[[ DATASET RECORDS, beginning ]]
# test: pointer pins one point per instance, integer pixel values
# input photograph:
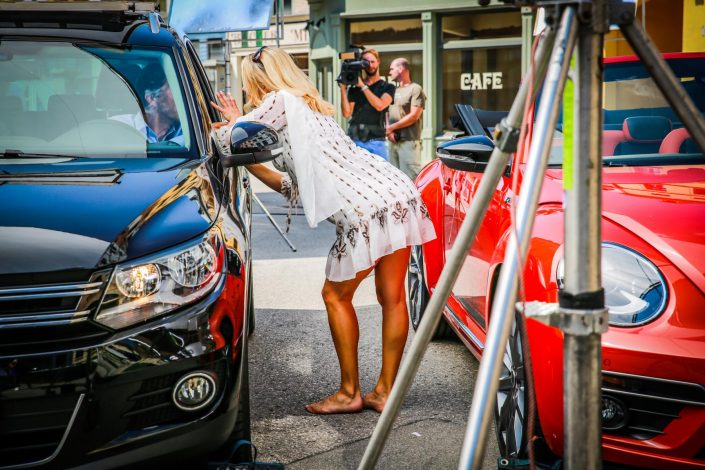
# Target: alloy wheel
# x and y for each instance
(510, 410)
(416, 287)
[[ DATASET RECORDS, end ]]
• **WHAT THE TASK REQUIRES**
Set down every record word for word and leave out the pictures.

• **WORKED SOLUTION**
# test: pointer pins one point per instance, integer pixel values
# input photograph:
# Target: alloy wheel
# x and y for each instance
(510, 410)
(416, 287)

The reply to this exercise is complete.